Data provided below:

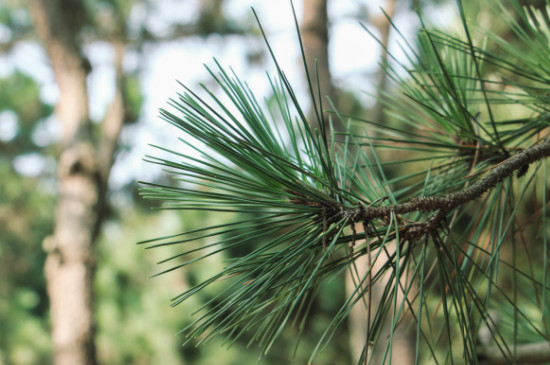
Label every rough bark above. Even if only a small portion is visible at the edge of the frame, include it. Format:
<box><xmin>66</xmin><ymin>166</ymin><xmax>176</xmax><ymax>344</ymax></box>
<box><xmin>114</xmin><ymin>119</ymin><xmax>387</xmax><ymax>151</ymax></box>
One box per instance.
<box><xmin>32</xmin><ymin>1</ymin><xmax>125</xmax><ymax>364</ymax></box>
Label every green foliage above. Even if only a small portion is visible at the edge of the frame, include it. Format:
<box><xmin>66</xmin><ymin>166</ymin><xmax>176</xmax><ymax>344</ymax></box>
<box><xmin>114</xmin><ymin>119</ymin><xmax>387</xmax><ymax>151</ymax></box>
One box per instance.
<box><xmin>97</xmin><ymin>206</ymin><xmax>349</xmax><ymax>365</ymax></box>
<box><xmin>0</xmin><ymin>0</ymin><xmax>32</xmax><ymax>39</ymax></box>
<box><xmin>123</xmin><ymin>72</ymin><xmax>143</xmax><ymax>123</ymax></box>
<box><xmin>140</xmin><ymin>58</ymin><xmax>360</xmax><ymax>353</ymax></box>
<box><xmin>141</xmin><ymin>1</ymin><xmax>550</xmax><ymax>363</ymax></box>
<box><xmin>0</xmin><ymin>160</ymin><xmax>54</xmax><ymax>365</ymax></box>
<box><xmin>96</xmin><ymin>210</ymin><xmax>191</xmax><ymax>365</ymax></box>
<box><xmin>0</xmin><ymin>71</ymin><xmax>52</xmax><ymax>154</ymax></box>
<box><xmin>0</xmin><ymin>6</ymin><xmax>64</xmax><ymax>365</ymax></box>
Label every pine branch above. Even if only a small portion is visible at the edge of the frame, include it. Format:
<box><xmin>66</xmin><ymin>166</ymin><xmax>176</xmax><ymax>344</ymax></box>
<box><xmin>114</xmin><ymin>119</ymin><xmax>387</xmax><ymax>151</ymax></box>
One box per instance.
<box><xmin>339</xmin><ymin>137</ymin><xmax>550</xmax><ymax>239</ymax></box>
<box><xmin>140</xmin><ymin>1</ymin><xmax>550</xmax><ymax>362</ymax></box>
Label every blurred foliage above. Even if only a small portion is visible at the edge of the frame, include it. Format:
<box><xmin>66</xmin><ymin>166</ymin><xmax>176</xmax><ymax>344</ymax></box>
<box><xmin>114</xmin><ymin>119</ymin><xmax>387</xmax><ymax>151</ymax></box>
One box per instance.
<box><xmin>0</xmin><ymin>159</ymin><xmax>53</xmax><ymax>364</ymax></box>
<box><xmin>0</xmin><ymin>71</ymin><xmax>52</xmax><ymax>155</ymax></box>
<box><xmin>0</xmin><ymin>0</ymin><xmax>33</xmax><ymax>50</ymax></box>
<box><xmin>95</xmin><ymin>207</ymin><xmax>351</xmax><ymax>364</ymax></box>
<box><xmin>123</xmin><ymin>72</ymin><xmax>143</xmax><ymax>124</ymax></box>
<box><xmin>0</xmin><ymin>63</ymin><xmax>53</xmax><ymax>365</ymax></box>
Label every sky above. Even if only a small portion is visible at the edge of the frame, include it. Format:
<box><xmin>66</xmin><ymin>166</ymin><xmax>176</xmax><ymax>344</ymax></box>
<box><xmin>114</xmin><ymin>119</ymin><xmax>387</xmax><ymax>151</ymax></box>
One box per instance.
<box><xmin>2</xmin><ymin>0</ymin><xmax>454</xmax><ymax>187</ymax></box>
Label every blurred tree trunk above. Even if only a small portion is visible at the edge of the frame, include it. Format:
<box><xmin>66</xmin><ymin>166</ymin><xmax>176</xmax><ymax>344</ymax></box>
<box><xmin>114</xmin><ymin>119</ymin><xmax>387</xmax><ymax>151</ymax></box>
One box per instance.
<box><xmin>370</xmin><ymin>0</ymin><xmax>395</xmax><ymax>126</ymax></box>
<box><xmin>301</xmin><ymin>2</ymin><xmax>412</xmax><ymax>362</ymax></box>
<box><xmin>31</xmin><ymin>1</ymin><xmax>125</xmax><ymax>364</ymax></box>
<box><xmin>301</xmin><ymin>0</ymin><xmax>342</xmax><ymax>131</ymax></box>
<box><xmin>345</xmin><ymin>1</ymin><xmax>415</xmax><ymax>364</ymax></box>
<box><xmin>346</xmin><ymin>245</ymin><xmax>415</xmax><ymax>365</ymax></box>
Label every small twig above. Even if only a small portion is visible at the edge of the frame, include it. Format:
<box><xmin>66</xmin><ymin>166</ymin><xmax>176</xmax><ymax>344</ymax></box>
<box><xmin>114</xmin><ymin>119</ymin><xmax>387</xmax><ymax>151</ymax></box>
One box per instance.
<box><xmin>350</xmin><ymin>219</ymin><xmax>357</xmax><ymax>256</ymax></box>
<box><xmin>322</xmin><ymin>206</ymin><xmax>328</xmax><ymax>251</ymax></box>
<box><xmin>362</xmin><ymin>219</ymin><xmax>373</xmax><ymax>365</ymax></box>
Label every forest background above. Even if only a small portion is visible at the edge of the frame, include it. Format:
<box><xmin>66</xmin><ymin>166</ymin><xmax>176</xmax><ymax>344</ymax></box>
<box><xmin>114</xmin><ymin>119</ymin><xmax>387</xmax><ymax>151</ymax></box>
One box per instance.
<box><xmin>1</xmin><ymin>0</ymin><xmax>545</xmax><ymax>364</ymax></box>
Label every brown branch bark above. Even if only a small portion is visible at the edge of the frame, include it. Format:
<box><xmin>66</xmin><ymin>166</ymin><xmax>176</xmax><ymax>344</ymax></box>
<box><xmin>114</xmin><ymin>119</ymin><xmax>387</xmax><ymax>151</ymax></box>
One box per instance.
<box><xmin>340</xmin><ymin>137</ymin><xmax>549</xmax><ymax>365</ymax></box>
<box><xmin>352</xmin><ymin>137</ymin><xmax>550</xmax><ymax>227</ymax></box>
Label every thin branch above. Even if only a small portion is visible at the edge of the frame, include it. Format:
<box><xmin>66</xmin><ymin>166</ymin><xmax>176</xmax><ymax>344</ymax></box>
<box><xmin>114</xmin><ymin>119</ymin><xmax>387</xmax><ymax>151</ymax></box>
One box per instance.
<box><xmin>478</xmin><ymin>341</ymin><xmax>550</xmax><ymax>365</ymax></box>
<box><xmin>352</xmin><ymin>136</ymin><xmax>550</xmax><ymax>225</ymax></box>
<box><xmin>98</xmin><ymin>40</ymin><xmax>125</xmax><ymax>181</ymax></box>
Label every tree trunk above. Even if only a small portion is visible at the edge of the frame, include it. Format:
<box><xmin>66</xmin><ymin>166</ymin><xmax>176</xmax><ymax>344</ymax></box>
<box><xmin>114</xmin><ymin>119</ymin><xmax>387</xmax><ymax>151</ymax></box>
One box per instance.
<box><xmin>31</xmin><ymin>1</ymin><xmax>125</xmax><ymax>364</ymax></box>
<box><xmin>370</xmin><ymin>0</ymin><xmax>395</xmax><ymax>126</ymax></box>
<box><xmin>346</xmin><ymin>242</ymin><xmax>415</xmax><ymax>365</ymax></box>
<box><xmin>301</xmin><ymin>0</ymin><xmax>342</xmax><ymax>131</ymax></box>
<box><xmin>344</xmin><ymin>2</ymin><xmax>416</xmax><ymax>363</ymax></box>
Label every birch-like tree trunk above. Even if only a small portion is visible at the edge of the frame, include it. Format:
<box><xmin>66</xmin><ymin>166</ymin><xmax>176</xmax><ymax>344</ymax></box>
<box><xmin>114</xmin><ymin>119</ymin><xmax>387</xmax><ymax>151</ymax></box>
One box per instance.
<box><xmin>31</xmin><ymin>1</ymin><xmax>125</xmax><ymax>364</ymax></box>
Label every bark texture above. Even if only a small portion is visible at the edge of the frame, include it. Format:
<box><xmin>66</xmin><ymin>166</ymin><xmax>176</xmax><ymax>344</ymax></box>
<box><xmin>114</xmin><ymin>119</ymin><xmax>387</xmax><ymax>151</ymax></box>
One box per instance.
<box><xmin>32</xmin><ymin>1</ymin><xmax>125</xmax><ymax>364</ymax></box>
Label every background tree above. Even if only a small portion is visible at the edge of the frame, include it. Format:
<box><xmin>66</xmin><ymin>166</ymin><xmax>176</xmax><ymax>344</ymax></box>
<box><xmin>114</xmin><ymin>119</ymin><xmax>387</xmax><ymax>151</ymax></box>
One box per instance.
<box><xmin>31</xmin><ymin>0</ymin><xmax>251</xmax><ymax>362</ymax></box>
<box><xmin>301</xmin><ymin>0</ymin><xmax>336</xmax><ymax>125</ymax></box>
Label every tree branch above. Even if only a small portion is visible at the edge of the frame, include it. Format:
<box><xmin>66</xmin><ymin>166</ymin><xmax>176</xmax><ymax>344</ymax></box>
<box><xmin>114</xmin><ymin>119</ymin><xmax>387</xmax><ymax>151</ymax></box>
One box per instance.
<box><xmin>350</xmin><ymin>137</ymin><xmax>550</xmax><ymax>232</ymax></box>
<box><xmin>478</xmin><ymin>341</ymin><xmax>550</xmax><ymax>365</ymax></box>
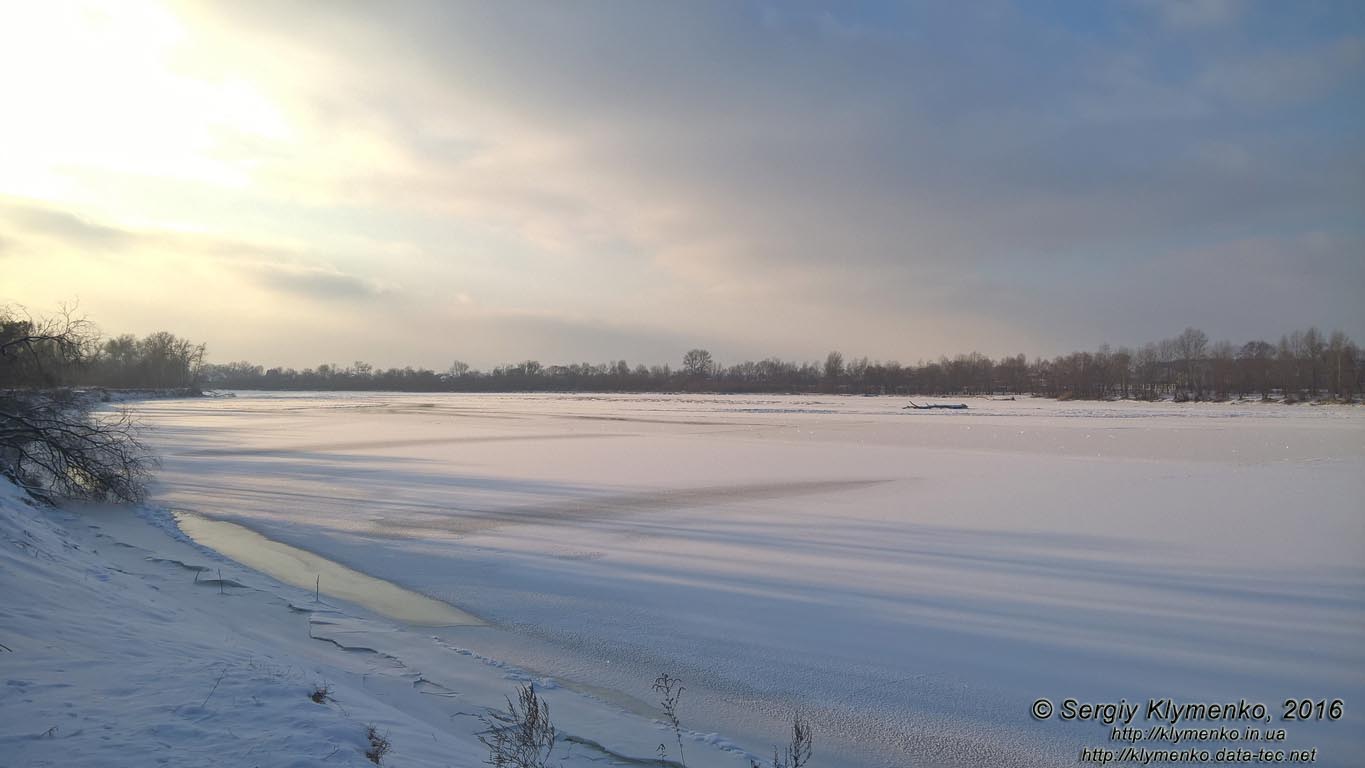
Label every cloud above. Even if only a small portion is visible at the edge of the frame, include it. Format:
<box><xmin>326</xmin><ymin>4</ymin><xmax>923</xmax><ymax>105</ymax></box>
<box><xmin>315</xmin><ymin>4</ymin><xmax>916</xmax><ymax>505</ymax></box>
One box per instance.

End of Data provided.

_Your goal_.
If a line in the listing contains the string "tree", copy it.

_Response to this exercise_.
Label every blurred tree trunk above. Even if only a small portion is visible at the edge of the frame, include it. Format:
Label every tree trunk above. Even if only a small portion is visible at the edge of the frame, include it. Format:
Label every birch-like tree trunk above. Even if only a small portion is visible at the edge of the frame, include it. Format:
Label every background tree above. Even if only a small portion is visible at the edge of the frame, include it. Format:
Label every tree branch above. Even if only a small portion is visible at the edge of the frame, include it. Format:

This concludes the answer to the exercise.